[Your task]:
Reproduce each line of the material precisely.

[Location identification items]
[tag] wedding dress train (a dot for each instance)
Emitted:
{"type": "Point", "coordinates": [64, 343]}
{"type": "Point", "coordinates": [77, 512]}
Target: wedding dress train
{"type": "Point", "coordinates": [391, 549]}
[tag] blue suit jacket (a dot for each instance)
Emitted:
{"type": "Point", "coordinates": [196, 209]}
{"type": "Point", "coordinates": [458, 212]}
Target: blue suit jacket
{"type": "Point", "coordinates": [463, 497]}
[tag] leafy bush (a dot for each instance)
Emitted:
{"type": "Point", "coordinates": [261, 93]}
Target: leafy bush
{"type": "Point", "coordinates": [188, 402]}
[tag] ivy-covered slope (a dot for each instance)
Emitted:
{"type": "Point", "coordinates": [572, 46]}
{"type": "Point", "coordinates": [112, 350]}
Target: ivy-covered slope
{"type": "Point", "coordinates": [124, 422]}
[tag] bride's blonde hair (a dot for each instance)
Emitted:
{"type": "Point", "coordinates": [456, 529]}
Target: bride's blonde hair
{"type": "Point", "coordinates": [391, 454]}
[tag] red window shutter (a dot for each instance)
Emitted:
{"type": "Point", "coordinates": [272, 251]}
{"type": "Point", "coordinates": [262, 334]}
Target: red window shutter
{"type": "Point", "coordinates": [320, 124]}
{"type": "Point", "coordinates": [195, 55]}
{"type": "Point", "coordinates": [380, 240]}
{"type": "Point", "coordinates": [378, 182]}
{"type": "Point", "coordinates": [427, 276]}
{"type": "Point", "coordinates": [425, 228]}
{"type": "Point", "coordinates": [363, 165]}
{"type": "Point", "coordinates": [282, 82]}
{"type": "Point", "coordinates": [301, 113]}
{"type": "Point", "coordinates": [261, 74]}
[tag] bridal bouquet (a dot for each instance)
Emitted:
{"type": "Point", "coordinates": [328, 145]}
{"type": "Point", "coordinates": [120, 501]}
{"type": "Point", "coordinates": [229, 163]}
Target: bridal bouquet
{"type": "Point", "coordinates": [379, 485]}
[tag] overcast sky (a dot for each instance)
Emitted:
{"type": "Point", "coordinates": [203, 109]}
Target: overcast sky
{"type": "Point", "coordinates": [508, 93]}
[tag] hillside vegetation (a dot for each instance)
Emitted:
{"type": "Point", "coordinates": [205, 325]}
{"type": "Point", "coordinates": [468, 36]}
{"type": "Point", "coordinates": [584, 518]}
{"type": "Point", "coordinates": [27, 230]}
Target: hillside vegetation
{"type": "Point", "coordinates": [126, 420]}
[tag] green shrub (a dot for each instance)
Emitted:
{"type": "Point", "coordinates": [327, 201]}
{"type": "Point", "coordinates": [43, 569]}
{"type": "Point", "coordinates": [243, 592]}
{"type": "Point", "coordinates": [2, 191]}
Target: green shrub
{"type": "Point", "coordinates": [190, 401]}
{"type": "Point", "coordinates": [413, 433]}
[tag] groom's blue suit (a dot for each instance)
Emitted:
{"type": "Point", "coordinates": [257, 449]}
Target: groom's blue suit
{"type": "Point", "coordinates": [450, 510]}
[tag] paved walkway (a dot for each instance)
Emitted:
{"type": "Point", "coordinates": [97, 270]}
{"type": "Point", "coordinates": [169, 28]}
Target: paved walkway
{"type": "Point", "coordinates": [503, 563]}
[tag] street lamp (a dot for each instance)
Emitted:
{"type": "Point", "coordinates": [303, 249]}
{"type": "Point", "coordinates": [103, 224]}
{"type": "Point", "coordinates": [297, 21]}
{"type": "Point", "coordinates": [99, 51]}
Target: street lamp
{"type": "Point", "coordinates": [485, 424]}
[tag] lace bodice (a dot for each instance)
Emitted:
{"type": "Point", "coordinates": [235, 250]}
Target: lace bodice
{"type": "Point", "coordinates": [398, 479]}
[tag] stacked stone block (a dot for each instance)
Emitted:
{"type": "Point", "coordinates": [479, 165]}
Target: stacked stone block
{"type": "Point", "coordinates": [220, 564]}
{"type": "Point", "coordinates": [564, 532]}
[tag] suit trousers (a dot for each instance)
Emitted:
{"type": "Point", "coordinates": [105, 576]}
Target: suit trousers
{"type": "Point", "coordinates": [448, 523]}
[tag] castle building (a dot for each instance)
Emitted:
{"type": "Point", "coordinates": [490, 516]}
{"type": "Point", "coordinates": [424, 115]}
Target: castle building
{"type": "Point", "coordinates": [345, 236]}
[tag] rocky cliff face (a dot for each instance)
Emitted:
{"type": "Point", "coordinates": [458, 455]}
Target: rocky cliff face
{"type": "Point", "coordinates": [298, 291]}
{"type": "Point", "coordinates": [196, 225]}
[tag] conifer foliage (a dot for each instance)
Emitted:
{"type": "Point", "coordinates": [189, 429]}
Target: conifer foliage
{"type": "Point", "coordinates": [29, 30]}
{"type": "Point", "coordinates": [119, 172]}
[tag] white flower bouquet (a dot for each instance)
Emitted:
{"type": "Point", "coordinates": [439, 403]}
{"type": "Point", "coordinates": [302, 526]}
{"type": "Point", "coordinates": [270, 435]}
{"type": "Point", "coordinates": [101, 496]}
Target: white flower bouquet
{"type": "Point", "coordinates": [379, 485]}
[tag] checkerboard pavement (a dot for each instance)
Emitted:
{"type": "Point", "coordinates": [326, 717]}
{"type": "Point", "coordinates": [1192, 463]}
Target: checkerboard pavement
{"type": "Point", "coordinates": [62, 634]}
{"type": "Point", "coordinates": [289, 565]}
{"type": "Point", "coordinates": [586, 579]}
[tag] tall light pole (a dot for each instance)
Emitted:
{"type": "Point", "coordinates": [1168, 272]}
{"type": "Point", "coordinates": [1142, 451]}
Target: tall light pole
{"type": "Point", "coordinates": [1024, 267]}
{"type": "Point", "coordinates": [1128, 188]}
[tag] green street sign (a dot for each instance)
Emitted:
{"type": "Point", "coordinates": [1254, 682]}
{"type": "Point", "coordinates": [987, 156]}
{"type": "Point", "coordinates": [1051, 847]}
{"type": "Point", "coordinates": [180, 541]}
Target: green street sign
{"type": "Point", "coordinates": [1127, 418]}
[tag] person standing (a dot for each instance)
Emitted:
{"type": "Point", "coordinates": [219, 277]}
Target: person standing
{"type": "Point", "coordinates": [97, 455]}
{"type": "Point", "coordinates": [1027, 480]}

[Exercise solution]:
[tag] wedding dress train (a dot for each instance)
Emitted:
{"type": "Point", "coordinates": [64, 343]}
{"type": "Point", "coordinates": [77, 512]}
Target: wedding dress train
{"type": "Point", "coordinates": [391, 549]}
[tag] blue suit jacket (a dot for each instance)
Emitted:
{"type": "Point", "coordinates": [196, 209]}
{"type": "Point", "coordinates": [458, 212]}
Target: blue suit jacket
{"type": "Point", "coordinates": [463, 497]}
[tag] leafy bush (a dot for each instance)
Emitted:
{"type": "Point", "coordinates": [261, 93]}
Target: leafy bush
{"type": "Point", "coordinates": [188, 402]}
[tag] ivy-covered slope (a dot for each instance)
Emitted:
{"type": "Point", "coordinates": [572, 46]}
{"type": "Point", "coordinates": [112, 350]}
Target: ivy-covered slope
{"type": "Point", "coordinates": [124, 422]}
[tag] bride's blonde hair (a dot for each instance)
Emitted:
{"type": "Point", "coordinates": [456, 529]}
Target: bride's blonde hair
{"type": "Point", "coordinates": [391, 454]}
[tag] red window shutter (a dot for each instance)
Emitted:
{"type": "Point", "coordinates": [272, 251]}
{"type": "Point", "coordinates": [262, 334]}
Target: red window shutter
{"type": "Point", "coordinates": [320, 124]}
{"type": "Point", "coordinates": [195, 55]}
{"type": "Point", "coordinates": [380, 240]}
{"type": "Point", "coordinates": [378, 182]}
{"type": "Point", "coordinates": [427, 276]}
{"type": "Point", "coordinates": [425, 228]}
{"type": "Point", "coordinates": [363, 165]}
{"type": "Point", "coordinates": [282, 82]}
{"type": "Point", "coordinates": [301, 113]}
{"type": "Point", "coordinates": [261, 74]}
[tag] bridal bouquet (a dot for each instance)
Emitted:
{"type": "Point", "coordinates": [328, 145]}
{"type": "Point", "coordinates": [120, 501]}
{"type": "Point", "coordinates": [229, 163]}
Target: bridal bouquet
{"type": "Point", "coordinates": [379, 485]}
[tag] overcast sky (a dot for each instance)
Emitted:
{"type": "Point", "coordinates": [203, 109]}
Target: overcast sky
{"type": "Point", "coordinates": [508, 93]}
[tag] hillside vegetation (a dot for each instance)
Emitted:
{"type": "Point", "coordinates": [205, 325]}
{"type": "Point", "coordinates": [468, 36]}
{"type": "Point", "coordinates": [584, 518]}
{"type": "Point", "coordinates": [27, 230]}
Target: hillside vegetation
{"type": "Point", "coordinates": [126, 420]}
[tag] green shrub (a dot for each instance)
Emitted:
{"type": "Point", "coordinates": [327, 201]}
{"type": "Point", "coordinates": [43, 569]}
{"type": "Point", "coordinates": [243, 592]}
{"type": "Point", "coordinates": [2, 191]}
Target: green shrub
{"type": "Point", "coordinates": [190, 401]}
{"type": "Point", "coordinates": [413, 433]}
[tag] groom's blue suit (a dot for each instance)
Emitted:
{"type": "Point", "coordinates": [257, 449]}
Target: groom's blue suit
{"type": "Point", "coordinates": [450, 510]}
[tag] paved walkway (a dot for each instance)
Emitted:
{"type": "Point", "coordinates": [97, 270]}
{"type": "Point", "coordinates": [169, 28]}
Target: paved walkway
{"type": "Point", "coordinates": [503, 563]}
[tag] street lamp (a dot for each instance)
Emitted:
{"type": "Point", "coordinates": [303, 249]}
{"type": "Point", "coordinates": [103, 224]}
{"type": "Point", "coordinates": [297, 21]}
{"type": "Point", "coordinates": [99, 51]}
Target: street lamp
{"type": "Point", "coordinates": [485, 424]}
[tag] lace bodice (a dot for each instance)
Emitted:
{"type": "Point", "coordinates": [235, 250]}
Target: lace bodice
{"type": "Point", "coordinates": [398, 479]}
[tag] stacked stone block (a dot for each instance)
Emitted:
{"type": "Point", "coordinates": [479, 165]}
Target: stacked stone block
{"type": "Point", "coordinates": [220, 564]}
{"type": "Point", "coordinates": [564, 532]}
[tag] suit trousers (a dot for each instance)
Emitted:
{"type": "Point", "coordinates": [105, 576]}
Target: suit trousers
{"type": "Point", "coordinates": [448, 523]}
[tag] castle building (a dot for each instance)
Emitted:
{"type": "Point", "coordinates": [490, 516]}
{"type": "Point", "coordinates": [424, 115]}
Target: castle building
{"type": "Point", "coordinates": [345, 236]}
[tag] rocky cliff face (a dot for each instance)
Emitted:
{"type": "Point", "coordinates": [458, 455]}
Target: rocky cliff face
{"type": "Point", "coordinates": [298, 291]}
{"type": "Point", "coordinates": [196, 225]}
[tag] conifer foliage (a dot for each instance)
Emitted:
{"type": "Point", "coordinates": [189, 429]}
Target: conifer foliage
{"type": "Point", "coordinates": [29, 30]}
{"type": "Point", "coordinates": [119, 172]}
[tag] white flower bouquet (a dot for each instance)
Emitted:
{"type": "Point", "coordinates": [439, 403]}
{"type": "Point", "coordinates": [302, 526]}
{"type": "Point", "coordinates": [270, 435]}
{"type": "Point", "coordinates": [101, 496]}
Target: white flower bouquet
{"type": "Point", "coordinates": [379, 485]}
[tag] checkerboard pavement (a dot for each instance)
Emitted:
{"type": "Point", "coordinates": [326, 717]}
{"type": "Point", "coordinates": [1192, 463]}
Target: checkerboard pavement
{"type": "Point", "coordinates": [62, 634]}
{"type": "Point", "coordinates": [289, 565]}
{"type": "Point", "coordinates": [586, 579]}
[tag] tall light pole (a dot for each instance)
Emitted:
{"type": "Point", "coordinates": [1168, 272]}
{"type": "Point", "coordinates": [1142, 451]}
Target: tall light pole
{"type": "Point", "coordinates": [1024, 267]}
{"type": "Point", "coordinates": [1128, 188]}
[tag] green street sign (a dot for each instance)
Emitted:
{"type": "Point", "coordinates": [1254, 682]}
{"type": "Point", "coordinates": [987, 156]}
{"type": "Point", "coordinates": [1051, 847]}
{"type": "Point", "coordinates": [180, 541]}
Target: green street sign
{"type": "Point", "coordinates": [1127, 418]}
[tag] person standing (a dot for each instance)
Emitted:
{"type": "Point", "coordinates": [219, 277]}
Target: person standing
{"type": "Point", "coordinates": [97, 455]}
{"type": "Point", "coordinates": [1027, 480]}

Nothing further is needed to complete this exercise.